1.2 L’invention de l’industrie pour la période moderne

Les facteurs permettant de définir l’industrie à l’époque moderne sont souvent connus de longue date.


Mais l’invention de l’industrie pour la période considérée passe par une définition précise des termes la caractérisant. Elle doit intégrer l’indispensable combinaison d’un certain nombre de facteurs, connus ou restant à préciser ou à identifier, sans laquelle on ne peut pas parler d’industrie.

Aussi, pour qu’il y ait industrie à l’époque moderne, il est indispensable que se combine la fabrication massive de produits de qualité stable, parfois normés et leur destination régulière au marché ; pour cela, elles doivent dépasser d’une manière nette les besoins d’approvisionnement locaux, intéresser presque toujours des marchés internationaux, comporter parfois une fabrication spécifique pour l’exportation.

☖ L'industrie pour l’époque moderne


Définition

Pour que l’on puisse qualifier une activité productive d’industrie pour l’époque moderne, il est indispensable que soit présent et d’une manière combinée trois séries de facteurs portant sur les caractéristiques propres à l’espace de production, l’intensité de la fabrication dans un espace donné, les types de débouchés. Ces trois séries de facteurs peuvent être résumés ainsi :

Production massive de produits :

  • spécifiques, parfois normés,
  • de qualité quasi constante,
  • dépassant d’une manière nette les besoins d’approvisionnement locaux,
  • avec présence éventuelle d’une fabrication spécifique destinée aux marchés d’exportation.

Production dans des espaces productifs spécialisés :

  • villes manufacturières et villes industrielles,
  • aires de spécialisation productive, voire territoires industriels – aux contours mouvants – incluant campagnes et villages, éventuellement villes, dans lesquels le pourcentage de la population œuvrant dans l’industrie – en totalité ou partiellement – est nettement supérieur à la satisfaction des besoins locaux en produits manufacturés.

Produits destinés au commerce de grande ampleur impliquant :

  • la fourniture régulière des marchés,
  • des destinations extérieures à la zone de production.

L’activité est souvent peu capitalistique ; elle mobilise une main-d’œuvre importante en lien avec une faible productivité due à une mécanisation modeste. Cela ne signifie pas immobilisme des techniques, la période moderne étant aussi marquée par des innovations et des mutations de savoir-faire fondées notamment sur la diffusion d’invention plus anciennes : batteries de maillets pour les foulons et les moulins à papier, mise au point et perfectionnement des procédés de sidérurgie directe (comme la forge à la catalane), généralisation de l’hydromécanique pour actionner les soufflets des forges, etc.

• [CONSIGNES DE TRAVAIL]
• a. D'après le texte sur l'industrie à l'époque moderne, pourquoi l'activité industrielle de cette période mobilise-t-elle une main-d'œuvre importante ? Répondez en une à trois phrases.
• b. Dans le texte sur l'industrie à l'époque moderne, réécrivez plus brièvement le paragraphe qui commence par « L'activité est souvent peu capitalistique » en conservant ses faits principaux.
• c. Recopiez le passage du texte sur l'industrie à l'époque moderne compris entre « 1.2 L’invention de » et « spécifique pour l’exportation. », ces deux limites incluses.

Lignes de données sur l'emplacement des objets:
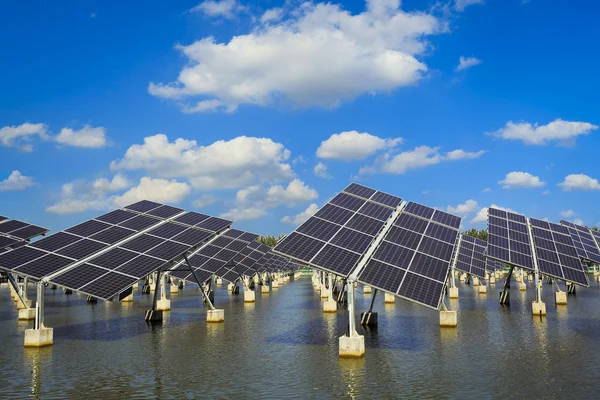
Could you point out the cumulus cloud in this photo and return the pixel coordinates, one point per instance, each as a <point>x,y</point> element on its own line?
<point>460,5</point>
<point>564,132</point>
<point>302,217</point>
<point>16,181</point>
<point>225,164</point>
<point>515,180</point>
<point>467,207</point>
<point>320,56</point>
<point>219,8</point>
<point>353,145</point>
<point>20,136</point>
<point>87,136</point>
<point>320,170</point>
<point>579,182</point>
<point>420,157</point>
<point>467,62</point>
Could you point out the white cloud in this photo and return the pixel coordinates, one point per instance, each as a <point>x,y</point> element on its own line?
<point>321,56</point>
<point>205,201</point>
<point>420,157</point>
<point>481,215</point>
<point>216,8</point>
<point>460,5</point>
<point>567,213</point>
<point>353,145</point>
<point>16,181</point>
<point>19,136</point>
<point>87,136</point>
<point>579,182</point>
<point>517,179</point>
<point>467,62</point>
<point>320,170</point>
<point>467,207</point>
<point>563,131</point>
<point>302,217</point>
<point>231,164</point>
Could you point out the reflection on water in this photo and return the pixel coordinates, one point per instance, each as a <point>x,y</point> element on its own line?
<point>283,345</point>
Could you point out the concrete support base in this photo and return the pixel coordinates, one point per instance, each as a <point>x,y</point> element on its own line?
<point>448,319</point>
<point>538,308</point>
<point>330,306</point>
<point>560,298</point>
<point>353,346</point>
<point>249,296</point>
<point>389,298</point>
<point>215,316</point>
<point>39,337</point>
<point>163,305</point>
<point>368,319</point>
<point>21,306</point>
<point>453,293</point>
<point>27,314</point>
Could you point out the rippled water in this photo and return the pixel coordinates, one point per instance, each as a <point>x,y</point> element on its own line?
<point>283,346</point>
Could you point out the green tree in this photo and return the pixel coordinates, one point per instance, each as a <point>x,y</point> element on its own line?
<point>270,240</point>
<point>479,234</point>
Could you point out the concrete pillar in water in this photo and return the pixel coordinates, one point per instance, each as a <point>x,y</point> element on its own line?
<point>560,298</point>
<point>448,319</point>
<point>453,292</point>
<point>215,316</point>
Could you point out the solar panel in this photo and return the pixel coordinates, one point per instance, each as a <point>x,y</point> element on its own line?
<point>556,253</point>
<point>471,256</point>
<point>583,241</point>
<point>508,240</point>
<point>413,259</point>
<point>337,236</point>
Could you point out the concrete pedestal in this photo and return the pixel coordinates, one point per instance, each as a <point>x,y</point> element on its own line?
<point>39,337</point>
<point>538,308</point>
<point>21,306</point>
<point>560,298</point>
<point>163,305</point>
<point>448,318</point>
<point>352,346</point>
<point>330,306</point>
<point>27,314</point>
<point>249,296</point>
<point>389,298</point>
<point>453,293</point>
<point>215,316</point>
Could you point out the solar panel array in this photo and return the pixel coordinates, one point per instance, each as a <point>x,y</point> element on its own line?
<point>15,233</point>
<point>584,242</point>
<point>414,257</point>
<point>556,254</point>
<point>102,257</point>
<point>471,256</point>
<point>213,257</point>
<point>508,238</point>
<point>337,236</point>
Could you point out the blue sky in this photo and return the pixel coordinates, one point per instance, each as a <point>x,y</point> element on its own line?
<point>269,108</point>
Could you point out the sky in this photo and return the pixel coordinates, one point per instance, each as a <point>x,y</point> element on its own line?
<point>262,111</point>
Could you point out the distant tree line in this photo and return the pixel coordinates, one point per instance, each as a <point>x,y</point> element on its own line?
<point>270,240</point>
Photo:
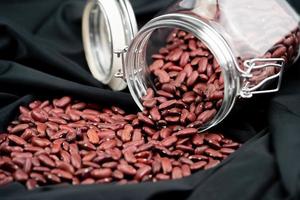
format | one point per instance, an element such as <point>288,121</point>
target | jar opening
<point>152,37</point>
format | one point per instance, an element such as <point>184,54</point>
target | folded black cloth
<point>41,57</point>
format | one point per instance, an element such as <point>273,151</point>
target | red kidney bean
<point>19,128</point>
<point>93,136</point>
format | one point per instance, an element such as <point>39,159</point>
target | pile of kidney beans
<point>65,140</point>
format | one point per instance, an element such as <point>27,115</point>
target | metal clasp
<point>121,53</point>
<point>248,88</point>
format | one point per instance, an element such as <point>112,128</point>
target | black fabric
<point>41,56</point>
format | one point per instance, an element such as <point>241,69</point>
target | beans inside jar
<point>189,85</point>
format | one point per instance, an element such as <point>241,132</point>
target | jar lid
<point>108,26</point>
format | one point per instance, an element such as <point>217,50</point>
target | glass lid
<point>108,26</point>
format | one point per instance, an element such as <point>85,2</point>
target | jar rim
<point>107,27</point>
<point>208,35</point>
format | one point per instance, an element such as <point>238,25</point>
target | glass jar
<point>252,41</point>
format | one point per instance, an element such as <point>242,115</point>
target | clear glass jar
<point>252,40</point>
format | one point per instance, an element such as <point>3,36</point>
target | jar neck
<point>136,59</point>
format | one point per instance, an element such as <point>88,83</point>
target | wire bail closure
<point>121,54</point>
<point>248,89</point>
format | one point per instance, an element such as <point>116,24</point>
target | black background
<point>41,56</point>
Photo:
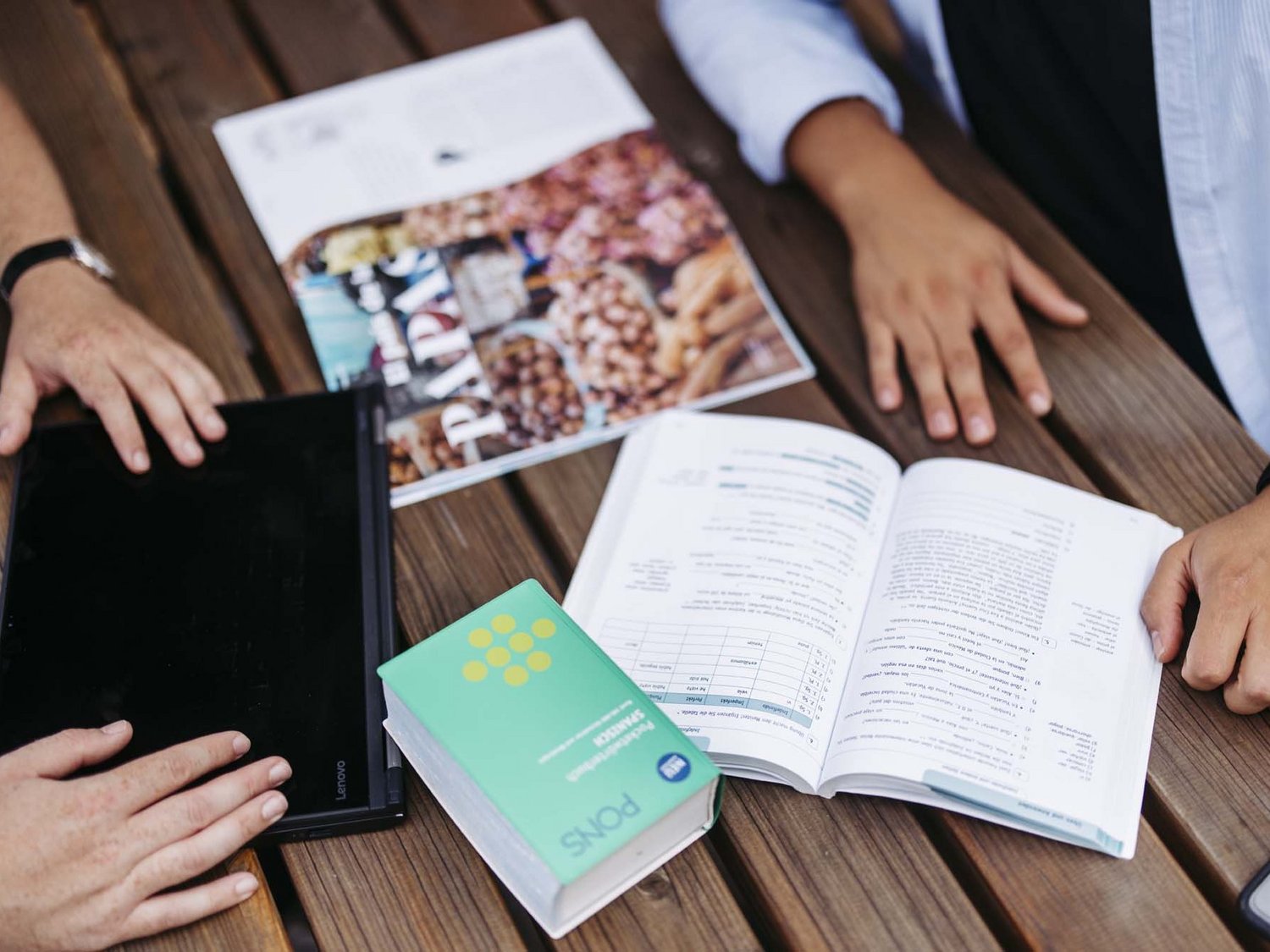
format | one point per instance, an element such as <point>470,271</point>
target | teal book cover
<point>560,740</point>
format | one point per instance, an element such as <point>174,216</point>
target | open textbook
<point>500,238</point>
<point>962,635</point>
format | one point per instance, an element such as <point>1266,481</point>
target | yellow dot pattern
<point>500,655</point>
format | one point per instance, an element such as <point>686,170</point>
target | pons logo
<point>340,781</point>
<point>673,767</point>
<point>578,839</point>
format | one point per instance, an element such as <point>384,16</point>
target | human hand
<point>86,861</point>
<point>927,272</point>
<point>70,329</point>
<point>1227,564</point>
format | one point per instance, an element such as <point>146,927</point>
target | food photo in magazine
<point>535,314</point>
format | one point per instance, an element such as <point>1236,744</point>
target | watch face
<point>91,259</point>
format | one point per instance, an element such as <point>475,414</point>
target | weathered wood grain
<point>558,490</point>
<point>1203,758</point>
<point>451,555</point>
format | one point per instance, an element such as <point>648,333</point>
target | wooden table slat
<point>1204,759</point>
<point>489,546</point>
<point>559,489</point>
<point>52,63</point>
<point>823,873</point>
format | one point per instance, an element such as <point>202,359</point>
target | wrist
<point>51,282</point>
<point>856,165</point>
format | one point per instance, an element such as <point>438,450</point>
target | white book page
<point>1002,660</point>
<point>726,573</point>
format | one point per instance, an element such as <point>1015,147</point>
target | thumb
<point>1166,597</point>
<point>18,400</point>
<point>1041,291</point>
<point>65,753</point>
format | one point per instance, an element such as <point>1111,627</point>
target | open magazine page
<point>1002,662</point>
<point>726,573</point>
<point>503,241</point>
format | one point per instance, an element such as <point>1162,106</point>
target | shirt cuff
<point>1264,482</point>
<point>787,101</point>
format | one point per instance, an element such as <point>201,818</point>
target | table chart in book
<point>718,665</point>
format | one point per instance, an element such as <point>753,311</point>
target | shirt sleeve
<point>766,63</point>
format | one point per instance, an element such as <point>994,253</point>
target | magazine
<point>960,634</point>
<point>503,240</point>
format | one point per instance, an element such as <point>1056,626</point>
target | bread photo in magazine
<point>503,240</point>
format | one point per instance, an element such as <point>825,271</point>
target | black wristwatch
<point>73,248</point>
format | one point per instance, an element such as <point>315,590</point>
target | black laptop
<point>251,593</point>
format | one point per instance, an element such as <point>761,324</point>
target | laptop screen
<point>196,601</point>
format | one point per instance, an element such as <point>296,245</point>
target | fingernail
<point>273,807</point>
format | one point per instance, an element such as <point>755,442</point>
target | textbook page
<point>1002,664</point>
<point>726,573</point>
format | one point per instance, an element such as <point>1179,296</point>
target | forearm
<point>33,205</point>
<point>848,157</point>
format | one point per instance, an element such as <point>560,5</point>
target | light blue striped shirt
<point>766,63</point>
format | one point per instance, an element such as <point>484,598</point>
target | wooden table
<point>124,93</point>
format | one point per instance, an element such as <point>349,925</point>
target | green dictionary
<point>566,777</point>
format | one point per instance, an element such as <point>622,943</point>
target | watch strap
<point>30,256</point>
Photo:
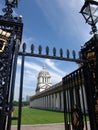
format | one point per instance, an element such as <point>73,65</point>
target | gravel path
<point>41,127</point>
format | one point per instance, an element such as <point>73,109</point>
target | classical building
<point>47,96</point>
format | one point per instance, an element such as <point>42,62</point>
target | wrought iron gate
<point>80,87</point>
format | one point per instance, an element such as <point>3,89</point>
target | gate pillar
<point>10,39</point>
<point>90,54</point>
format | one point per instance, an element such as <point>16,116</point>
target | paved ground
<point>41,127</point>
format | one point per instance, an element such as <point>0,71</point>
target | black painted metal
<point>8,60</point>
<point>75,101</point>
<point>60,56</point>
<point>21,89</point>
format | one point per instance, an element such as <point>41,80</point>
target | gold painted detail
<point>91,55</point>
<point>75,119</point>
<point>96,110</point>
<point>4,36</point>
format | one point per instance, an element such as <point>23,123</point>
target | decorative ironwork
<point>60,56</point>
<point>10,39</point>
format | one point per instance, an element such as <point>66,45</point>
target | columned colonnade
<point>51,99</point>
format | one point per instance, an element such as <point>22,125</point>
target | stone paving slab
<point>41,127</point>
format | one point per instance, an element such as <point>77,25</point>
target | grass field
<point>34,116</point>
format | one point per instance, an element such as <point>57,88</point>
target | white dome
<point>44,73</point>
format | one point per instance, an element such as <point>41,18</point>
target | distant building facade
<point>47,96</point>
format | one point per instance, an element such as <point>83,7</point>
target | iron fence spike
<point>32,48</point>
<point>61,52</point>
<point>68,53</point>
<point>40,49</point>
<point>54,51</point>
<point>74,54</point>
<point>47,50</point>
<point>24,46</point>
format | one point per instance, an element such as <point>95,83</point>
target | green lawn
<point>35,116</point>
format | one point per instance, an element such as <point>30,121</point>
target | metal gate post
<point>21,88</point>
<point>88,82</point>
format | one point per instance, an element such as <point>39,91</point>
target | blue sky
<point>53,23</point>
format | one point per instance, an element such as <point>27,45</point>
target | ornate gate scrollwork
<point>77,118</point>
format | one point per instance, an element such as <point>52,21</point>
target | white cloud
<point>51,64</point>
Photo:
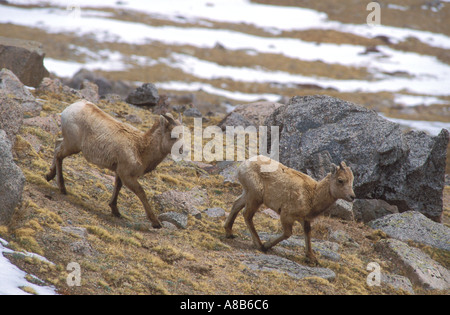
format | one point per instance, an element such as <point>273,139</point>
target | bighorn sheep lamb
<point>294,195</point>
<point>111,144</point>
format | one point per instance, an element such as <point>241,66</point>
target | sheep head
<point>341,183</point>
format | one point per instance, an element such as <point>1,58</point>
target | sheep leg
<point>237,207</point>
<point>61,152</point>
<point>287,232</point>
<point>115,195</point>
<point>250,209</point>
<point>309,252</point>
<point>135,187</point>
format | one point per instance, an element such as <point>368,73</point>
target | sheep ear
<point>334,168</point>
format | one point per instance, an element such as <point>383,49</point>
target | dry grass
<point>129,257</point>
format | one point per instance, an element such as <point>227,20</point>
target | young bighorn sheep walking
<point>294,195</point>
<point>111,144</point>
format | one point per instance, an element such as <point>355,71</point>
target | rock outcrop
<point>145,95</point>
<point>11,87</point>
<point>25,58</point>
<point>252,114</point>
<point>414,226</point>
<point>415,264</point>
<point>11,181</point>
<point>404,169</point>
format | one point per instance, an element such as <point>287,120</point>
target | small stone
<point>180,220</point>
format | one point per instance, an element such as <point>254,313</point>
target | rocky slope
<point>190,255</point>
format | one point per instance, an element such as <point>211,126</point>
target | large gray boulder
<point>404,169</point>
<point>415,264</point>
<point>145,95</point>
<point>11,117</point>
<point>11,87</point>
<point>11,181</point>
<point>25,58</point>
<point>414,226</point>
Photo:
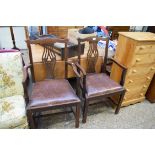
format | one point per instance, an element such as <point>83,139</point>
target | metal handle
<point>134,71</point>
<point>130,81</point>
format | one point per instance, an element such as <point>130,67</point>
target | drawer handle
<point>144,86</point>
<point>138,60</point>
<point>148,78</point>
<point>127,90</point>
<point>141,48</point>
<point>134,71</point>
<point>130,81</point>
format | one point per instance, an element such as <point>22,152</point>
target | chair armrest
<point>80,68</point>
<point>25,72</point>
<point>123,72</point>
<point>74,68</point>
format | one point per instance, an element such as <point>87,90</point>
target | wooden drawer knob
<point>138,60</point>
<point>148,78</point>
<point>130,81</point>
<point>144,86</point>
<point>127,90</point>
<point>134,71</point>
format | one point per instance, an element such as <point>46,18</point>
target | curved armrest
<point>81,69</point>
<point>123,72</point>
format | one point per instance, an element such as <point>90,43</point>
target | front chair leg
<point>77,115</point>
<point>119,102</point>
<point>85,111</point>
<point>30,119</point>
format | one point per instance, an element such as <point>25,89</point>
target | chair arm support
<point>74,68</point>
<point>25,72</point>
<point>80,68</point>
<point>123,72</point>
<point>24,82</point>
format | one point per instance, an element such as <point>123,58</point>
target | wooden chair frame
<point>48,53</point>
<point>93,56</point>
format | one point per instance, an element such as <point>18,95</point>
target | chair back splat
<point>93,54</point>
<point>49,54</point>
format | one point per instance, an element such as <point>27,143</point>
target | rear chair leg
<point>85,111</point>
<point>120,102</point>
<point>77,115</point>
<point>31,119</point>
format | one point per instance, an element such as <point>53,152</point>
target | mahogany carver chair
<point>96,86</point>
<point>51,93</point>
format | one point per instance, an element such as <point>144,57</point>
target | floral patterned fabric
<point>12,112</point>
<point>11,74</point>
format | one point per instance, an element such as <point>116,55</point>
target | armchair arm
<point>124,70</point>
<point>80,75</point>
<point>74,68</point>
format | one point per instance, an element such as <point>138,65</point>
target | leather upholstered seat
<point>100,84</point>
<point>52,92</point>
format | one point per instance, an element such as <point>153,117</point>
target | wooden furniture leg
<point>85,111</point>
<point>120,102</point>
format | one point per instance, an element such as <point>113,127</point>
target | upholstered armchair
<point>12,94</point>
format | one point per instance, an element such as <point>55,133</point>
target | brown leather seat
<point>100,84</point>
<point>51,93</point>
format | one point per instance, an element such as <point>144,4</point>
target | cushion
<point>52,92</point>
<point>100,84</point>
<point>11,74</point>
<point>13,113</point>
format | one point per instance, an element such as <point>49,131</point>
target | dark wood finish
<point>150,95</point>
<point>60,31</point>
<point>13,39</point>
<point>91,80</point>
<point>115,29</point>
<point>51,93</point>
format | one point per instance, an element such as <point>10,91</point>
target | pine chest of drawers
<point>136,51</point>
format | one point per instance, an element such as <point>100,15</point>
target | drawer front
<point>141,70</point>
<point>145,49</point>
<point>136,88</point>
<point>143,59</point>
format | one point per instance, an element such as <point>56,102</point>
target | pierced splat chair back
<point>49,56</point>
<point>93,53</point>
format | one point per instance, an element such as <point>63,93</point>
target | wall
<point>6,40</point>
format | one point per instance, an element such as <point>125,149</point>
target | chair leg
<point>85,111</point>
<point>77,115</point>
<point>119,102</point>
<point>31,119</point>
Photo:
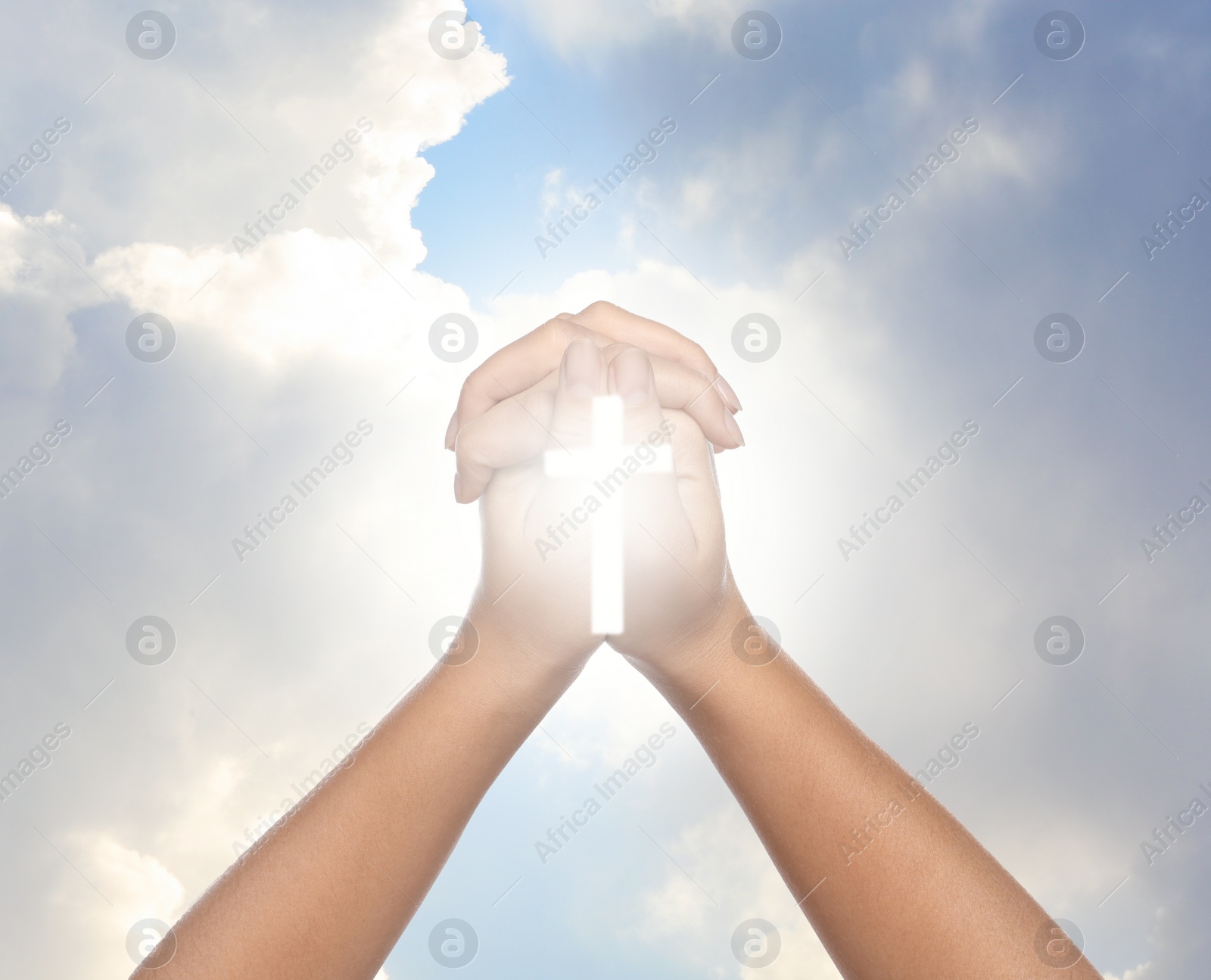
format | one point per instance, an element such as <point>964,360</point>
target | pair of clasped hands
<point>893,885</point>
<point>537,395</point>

• [LES RÉPONSES]
• a. L'activité mobilise une main-d'œuvre importante parce que sa productivité est faible. Cette faible productivité est due à une mécanisation modeste.

• b. Souvent peu capitalistique, l'activité emploie beaucoup de main-d'œuvre, car une mécanisation modeste limite sa productivité. Les techniques ne restent pourtant pas immobiles. La période connaît des innovations et des mutations de savoir-faire, fondées notamment sur la diffusion d'inventions plus anciennes : batteries de maillets pour les foulons et les moulins à papier, procédés de sidérurgie directe comme la forge à la catalane, hydromécanique actionnant les soufflets des forges.

• c.
1.2 L’invention de l’industrie pour la période moderne

Les facteurs permettant de définir l’industrie à l’époque moderne sont souvent connus de longue date.


Mais l’invention de l’industrie pour la période considérée passe par une définition précise des termes la caractérisant. Elle doit intégrer l’indispensable combinaison d’un certain nombre de facteurs, connus ou restant à préciser ou à identifier, sans laquelle on ne peut pas parler d’industrie.

Aussi, pour qu’il y ait industrie à l’époque moderne, il est indispensable que se combine la fabrication massive de produits de qualité stable, parfois normés et leur destination régulière au marché ; pour cela, elles doivent dépasser d’une manière nette les besoins d’approvisionnement locaux, intéresser presque toujours des marchés internationaux, comporter parfois une fabrication spécifique pour l’exportation.